> **To do**: Pull out each line in the listing below that contains the string "peacock". Case counts, so match only that exact capitalization.

(Point labeling data based on photos)
____

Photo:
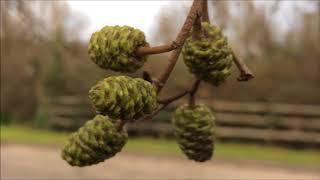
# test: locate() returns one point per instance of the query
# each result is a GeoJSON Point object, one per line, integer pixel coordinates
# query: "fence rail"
{"type": "Point", "coordinates": [262, 122]}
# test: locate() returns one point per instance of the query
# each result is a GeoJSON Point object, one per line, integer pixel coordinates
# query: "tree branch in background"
{"type": "Point", "coordinates": [156, 50]}
{"type": "Point", "coordinates": [183, 34]}
{"type": "Point", "coordinates": [245, 72]}
{"type": "Point", "coordinates": [205, 13]}
{"type": "Point", "coordinates": [173, 98]}
{"type": "Point", "coordinates": [193, 91]}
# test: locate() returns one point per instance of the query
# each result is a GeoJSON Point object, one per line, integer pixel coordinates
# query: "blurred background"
{"type": "Point", "coordinates": [271, 121]}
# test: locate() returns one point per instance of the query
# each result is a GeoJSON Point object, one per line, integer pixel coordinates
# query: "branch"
{"type": "Point", "coordinates": [182, 36]}
{"type": "Point", "coordinates": [193, 91]}
{"type": "Point", "coordinates": [173, 98]}
{"type": "Point", "coordinates": [141, 51]}
{"type": "Point", "coordinates": [205, 13]}
{"type": "Point", "coordinates": [154, 113]}
{"type": "Point", "coordinates": [245, 72]}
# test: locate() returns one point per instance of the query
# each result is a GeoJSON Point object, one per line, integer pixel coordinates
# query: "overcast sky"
{"type": "Point", "coordinates": [139, 14]}
{"type": "Point", "coordinates": [142, 14]}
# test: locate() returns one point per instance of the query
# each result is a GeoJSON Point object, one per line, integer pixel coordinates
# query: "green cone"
{"type": "Point", "coordinates": [113, 47]}
{"type": "Point", "coordinates": [194, 131]}
{"type": "Point", "coordinates": [98, 140]}
{"type": "Point", "coordinates": [123, 97]}
{"type": "Point", "coordinates": [209, 58]}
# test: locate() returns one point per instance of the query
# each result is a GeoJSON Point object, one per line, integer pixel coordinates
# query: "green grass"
{"type": "Point", "coordinates": [169, 147]}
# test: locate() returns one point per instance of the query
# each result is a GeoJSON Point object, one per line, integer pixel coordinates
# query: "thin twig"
{"type": "Point", "coordinates": [154, 113]}
{"type": "Point", "coordinates": [193, 91]}
{"type": "Point", "coordinates": [245, 72]}
{"type": "Point", "coordinates": [183, 34]}
{"type": "Point", "coordinates": [205, 13]}
{"type": "Point", "coordinates": [141, 51]}
{"type": "Point", "coordinates": [173, 98]}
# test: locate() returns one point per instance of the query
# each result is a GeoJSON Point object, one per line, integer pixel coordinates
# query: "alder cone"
{"type": "Point", "coordinates": [113, 47]}
{"type": "Point", "coordinates": [194, 131]}
{"type": "Point", "coordinates": [98, 140]}
{"type": "Point", "coordinates": [123, 97]}
{"type": "Point", "coordinates": [208, 57]}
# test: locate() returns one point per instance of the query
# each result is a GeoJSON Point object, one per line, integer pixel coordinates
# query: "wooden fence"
{"type": "Point", "coordinates": [257, 122]}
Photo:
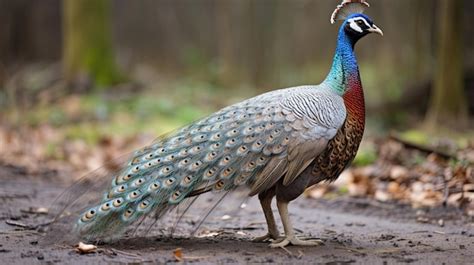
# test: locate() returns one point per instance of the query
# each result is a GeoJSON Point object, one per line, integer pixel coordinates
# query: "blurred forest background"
{"type": "Point", "coordinates": [84, 81]}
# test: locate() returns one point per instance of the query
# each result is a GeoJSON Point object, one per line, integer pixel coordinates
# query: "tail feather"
{"type": "Point", "coordinates": [226, 150]}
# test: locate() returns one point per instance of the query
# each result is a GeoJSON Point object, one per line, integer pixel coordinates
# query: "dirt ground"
{"type": "Point", "coordinates": [354, 231]}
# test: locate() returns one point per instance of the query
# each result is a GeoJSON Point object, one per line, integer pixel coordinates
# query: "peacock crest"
{"type": "Point", "coordinates": [348, 7]}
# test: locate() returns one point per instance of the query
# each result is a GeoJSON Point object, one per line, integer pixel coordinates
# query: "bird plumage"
{"type": "Point", "coordinates": [276, 144]}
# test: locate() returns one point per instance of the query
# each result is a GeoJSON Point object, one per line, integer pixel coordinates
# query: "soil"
{"type": "Point", "coordinates": [354, 231]}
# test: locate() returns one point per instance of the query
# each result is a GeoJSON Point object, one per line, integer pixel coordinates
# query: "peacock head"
{"type": "Point", "coordinates": [356, 25]}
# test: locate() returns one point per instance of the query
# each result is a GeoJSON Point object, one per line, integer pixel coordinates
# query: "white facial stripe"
{"type": "Point", "coordinates": [354, 26]}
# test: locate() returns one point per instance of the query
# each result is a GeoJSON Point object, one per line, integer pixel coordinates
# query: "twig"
{"type": "Point", "coordinates": [425, 149]}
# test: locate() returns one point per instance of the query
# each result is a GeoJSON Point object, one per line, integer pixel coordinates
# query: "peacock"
{"type": "Point", "coordinates": [275, 145]}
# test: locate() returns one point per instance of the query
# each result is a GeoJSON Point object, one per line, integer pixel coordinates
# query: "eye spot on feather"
{"type": "Point", "coordinates": [88, 215]}
{"type": "Point", "coordinates": [105, 206]}
{"type": "Point", "coordinates": [187, 180]}
{"type": "Point", "coordinates": [227, 172]}
{"type": "Point", "coordinates": [134, 195]}
{"type": "Point", "coordinates": [169, 181]}
{"type": "Point", "coordinates": [144, 204]}
{"type": "Point", "coordinates": [155, 186]}
{"type": "Point", "coordinates": [127, 177]}
{"type": "Point", "coordinates": [219, 185]}
{"type": "Point", "coordinates": [128, 213]}
{"type": "Point", "coordinates": [139, 182]}
{"type": "Point", "coordinates": [175, 195]}
{"type": "Point", "coordinates": [117, 202]}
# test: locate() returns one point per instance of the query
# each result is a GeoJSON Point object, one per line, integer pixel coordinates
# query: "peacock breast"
{"type": "Point", "coordinates": [340, 151]}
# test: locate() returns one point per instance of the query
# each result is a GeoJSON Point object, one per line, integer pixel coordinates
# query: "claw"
{"type": "Point", "coordinates": [296, 242]}
{"type": "Point", "coordinates": [265, 238]}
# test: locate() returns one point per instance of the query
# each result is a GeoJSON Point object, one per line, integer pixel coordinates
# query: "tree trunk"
{"type": "Point", "coordinates": [87, 43]}
{"type": "Point", "coordinates": [448, 104]}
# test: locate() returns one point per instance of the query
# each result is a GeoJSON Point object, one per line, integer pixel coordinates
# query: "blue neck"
{"type": "Point", "coordinates": [344, 65]}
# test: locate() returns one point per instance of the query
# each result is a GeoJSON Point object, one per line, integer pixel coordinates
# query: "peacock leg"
{"type": "Point", "coordinates": [266, 201]}
{"type": "Point", "coordinates": [290, 237]}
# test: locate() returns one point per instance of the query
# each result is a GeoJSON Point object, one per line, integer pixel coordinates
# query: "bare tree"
{"type": "Point", "coordinates": [448, 102]}
{"type": "Point", "coordinates": [88, 49]}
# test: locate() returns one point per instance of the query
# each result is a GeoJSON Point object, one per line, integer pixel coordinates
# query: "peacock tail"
{"type": "Point", "coordinates": [251, 143]}
{"type": "Point", "coordinates": [261, 143]}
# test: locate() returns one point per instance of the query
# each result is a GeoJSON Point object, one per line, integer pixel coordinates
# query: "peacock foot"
{"type": "Point", "coordinates": [293, 240]}
{"type": "Point", "coordinates": [268, 237]}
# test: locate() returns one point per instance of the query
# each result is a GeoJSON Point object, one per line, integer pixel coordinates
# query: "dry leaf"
{"type": "Point", "coordinates": [86, 248]}
{"type": "Point", "coordinates": [178, 254]}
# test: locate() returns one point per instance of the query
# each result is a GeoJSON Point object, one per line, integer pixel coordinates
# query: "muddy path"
{"type": "Point", "coordinates": [354, 231]}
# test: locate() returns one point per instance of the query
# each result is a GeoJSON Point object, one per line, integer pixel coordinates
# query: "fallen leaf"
{"type": "Point", "coordinates": [178, 254]}
{"type": "Point", "coordinates": [86, 248]}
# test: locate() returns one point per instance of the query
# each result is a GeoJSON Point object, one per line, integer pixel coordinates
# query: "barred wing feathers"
{"type": "Point", "coordinates": [255, 142]}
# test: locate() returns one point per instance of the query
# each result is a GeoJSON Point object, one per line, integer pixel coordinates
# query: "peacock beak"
{"type": "Point", "coordinates": [375, 29]}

____

> **The output**:
# query: "peacock crest"
# query: "peacock head"
# query: "peacock"
# query: "peacock breast"
# query: "peacock leg"
# query: "peacock tail"
# query: "peacock foot"
# query: "peacock beak"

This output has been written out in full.